• [TASK STATEMENT]
Continue the review of the book on what teachers need to know about language, picking up after its final sentence.

• [EXTRACTED TEXT]

§

Carolyn Temple Adger, Catherine E. Snow, & Donna Christian (Eds.) (2002)
Washington, DC: Center for Applied Linguistics; McHenry, IL: Delta Systems
Pp. vi + 138
ISBN 1-887744-75-4 (paper)

There is no shortage of proposed remedies for the ills of U. S. public education. They include more phonics teaching, or more testing, or more qualified teachers. The calls for more qualified teachers include more subject area knowledge, or more classroom management skills, and now, in this book, more knowledge about language. The book grew from a conversation between Catherine Snow (Henry Lee Shattuck Professor of Education, Harvard University) and Lily Wong Fillmore (Professor of Language, Literature, and Cultural Studies, University of California, Berkeley) "about the escalating demands that the educational system in the United States places on teachers without giving them the support they need to meet those demands" (p. 1). The conversation resulted in a paper; the paper spawned a workshop; and the workshop became a videotape with viewers' guide and a Web page (http://www.cal.org/wrih/). This book contains an expanded version of the paper, followed by responses from prominent figures in various educational domains, including implications for the areas in which they work.

Fillmore and Snow's Proposal

Why is it important for teachers to know more about language? Fillmore and Snow answer this question in the first chapter, "What Teachers Need to Know About Language." They discuss the challenges teachers face because of increasing numbers of English language learners (ELLs), vernacular dialect speakers, and students from different cultural backgrounds. At the same time, "society has raised by quite a few notches the educational bar that all children in the United States, including newcomers, must clear in order to complete school successfully" (p. 8). Fillmore and Snow claim that teachers could meet these challenges much more effectively if they knew more about language.

§

• [SUPPLIED DATA]
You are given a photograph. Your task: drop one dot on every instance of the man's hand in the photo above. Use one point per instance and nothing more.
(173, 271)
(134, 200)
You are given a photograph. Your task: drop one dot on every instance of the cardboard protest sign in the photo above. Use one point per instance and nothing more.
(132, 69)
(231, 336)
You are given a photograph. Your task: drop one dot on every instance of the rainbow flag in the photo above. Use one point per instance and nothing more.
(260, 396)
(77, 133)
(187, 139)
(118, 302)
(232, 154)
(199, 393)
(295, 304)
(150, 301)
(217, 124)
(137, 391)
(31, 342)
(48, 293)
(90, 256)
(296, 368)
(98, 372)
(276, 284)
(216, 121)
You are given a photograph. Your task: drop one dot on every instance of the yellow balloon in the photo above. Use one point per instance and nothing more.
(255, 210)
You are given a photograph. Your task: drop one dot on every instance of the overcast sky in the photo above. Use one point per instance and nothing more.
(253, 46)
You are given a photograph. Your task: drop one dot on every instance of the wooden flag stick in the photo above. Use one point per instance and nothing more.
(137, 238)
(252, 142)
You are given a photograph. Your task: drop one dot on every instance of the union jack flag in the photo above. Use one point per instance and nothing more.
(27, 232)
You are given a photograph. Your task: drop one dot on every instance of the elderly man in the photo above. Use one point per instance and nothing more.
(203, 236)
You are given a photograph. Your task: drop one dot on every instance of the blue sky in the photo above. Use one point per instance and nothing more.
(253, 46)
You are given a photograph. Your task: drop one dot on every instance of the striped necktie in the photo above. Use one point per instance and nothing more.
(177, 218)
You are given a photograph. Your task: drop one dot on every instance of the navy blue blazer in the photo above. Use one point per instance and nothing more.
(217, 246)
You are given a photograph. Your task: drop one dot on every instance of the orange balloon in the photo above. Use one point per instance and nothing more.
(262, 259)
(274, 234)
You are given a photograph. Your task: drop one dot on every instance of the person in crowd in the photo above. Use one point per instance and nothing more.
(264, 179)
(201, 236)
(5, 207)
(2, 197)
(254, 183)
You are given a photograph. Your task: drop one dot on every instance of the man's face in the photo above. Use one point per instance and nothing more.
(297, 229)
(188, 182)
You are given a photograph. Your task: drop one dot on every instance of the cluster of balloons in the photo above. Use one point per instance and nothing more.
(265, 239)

§

• [EXPECTED ANSWER]
To show how important knowledge about language is in teaching, Fillmore and Snow outline the understandings about language that are required by some of the many roles teachers play:

Fillmore and Snow provide a list of 11 questions that all teachers (as well as administrators and educational researchers) should be able to answer. There are six questions about oral language:

Five other questions relate to written English:

Each question is followed by a short description of the knowledge about language that is required in order to be able to answer it.

Finally, Fillmore and Snow offer a list of seven possible courses or course components that would cover all the knowledge about language that they believe is required. They acknowledge that their proposal is idealistic, and that they did not consider the practical constraints of teacher education programs as they developed it.

Responses to the Proposal

Those constraints are presented very clearly in the remaining chapters of the book, which provide five responses to the Fillmore and Snow paper, each from a different perspective, plus an epilogue by Catherine Snow.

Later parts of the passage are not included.